YOUR OBJECTIVE »
Write out every record below exactly as it appears.

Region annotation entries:

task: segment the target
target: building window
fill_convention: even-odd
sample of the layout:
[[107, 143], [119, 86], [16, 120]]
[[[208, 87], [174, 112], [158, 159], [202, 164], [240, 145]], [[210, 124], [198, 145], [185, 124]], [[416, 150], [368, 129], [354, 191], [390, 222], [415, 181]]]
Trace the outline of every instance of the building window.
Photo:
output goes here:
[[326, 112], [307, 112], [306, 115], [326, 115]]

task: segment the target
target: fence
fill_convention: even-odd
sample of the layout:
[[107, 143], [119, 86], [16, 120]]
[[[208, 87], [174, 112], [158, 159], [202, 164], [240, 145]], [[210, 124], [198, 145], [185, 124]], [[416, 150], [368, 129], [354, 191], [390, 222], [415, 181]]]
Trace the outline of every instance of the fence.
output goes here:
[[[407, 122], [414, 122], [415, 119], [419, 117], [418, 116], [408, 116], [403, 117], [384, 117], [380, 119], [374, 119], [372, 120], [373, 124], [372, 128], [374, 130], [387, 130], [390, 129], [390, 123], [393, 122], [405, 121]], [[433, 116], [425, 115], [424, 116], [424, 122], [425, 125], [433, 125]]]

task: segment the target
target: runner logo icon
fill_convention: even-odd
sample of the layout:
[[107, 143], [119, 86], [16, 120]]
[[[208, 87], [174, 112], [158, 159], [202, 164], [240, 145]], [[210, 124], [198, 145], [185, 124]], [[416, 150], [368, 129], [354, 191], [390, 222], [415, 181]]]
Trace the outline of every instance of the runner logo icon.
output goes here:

ANSWER TO THE TASK »
task: segment the target
target: building window
fill_convention: even-odd
sample of the layout:
[[107, 143], [119, 86], [16, 120]]
[[[208, 87], [174, 112], [158, 159], [202, 164], [240, 145]], [[210, 124], [198, 145], [185, 124]], [[416, 150], [368, 129], [354, 191], [390, 222], [415, 181]]]
Trace the outline of every instance of the building window.
Photo:
output goes here:
[[326, 112], [307, 112], [306, 115], [326, 115]]

task: segment the target
target: fence
fill_convention: even-odd
sample of the layout:
[[107, 143], [119, 86], [16, 120]]
[[[208, 87], [174, 112], [158, 159], [202, 164], [240, 145]], [[210, 124], [198, 145], [185, 124]], [[416, 150], [368, 129], [354, 191], [390, 222], [415, 181]]]
Trace the outline of every instance of the fence.
output goes here:
[[[407, 122], [414, 122], [415, 119], [419, 117], [418, 116], [408, 116], [403, 117], [384, 117], [380, 119], [374, 119], [372, 120], [373, 124], [372, 128], [374, 130], [387, 130], [390, 129], [390, 123], [393, 122], [405, 121]], [[433, 116], [425, 115], [424, 116], [424, 122], [425, 125], [433, 125]]]

task: segment the target
target: runner logo icon
fill_convention: even-odd
sample of the layout:
[[107, 143], [119, 86], [16, 120]]
[[[208, 87], [174, 112], [158, 159], [202, 164], [240, 145]], [[210, 124], [198, 145], [185, 124]], [[416, 150], [368, 129], [354, 191], [390, 222], [415, 181]]]
Trace the outline of every instance of the runner logo icon.
output goes here:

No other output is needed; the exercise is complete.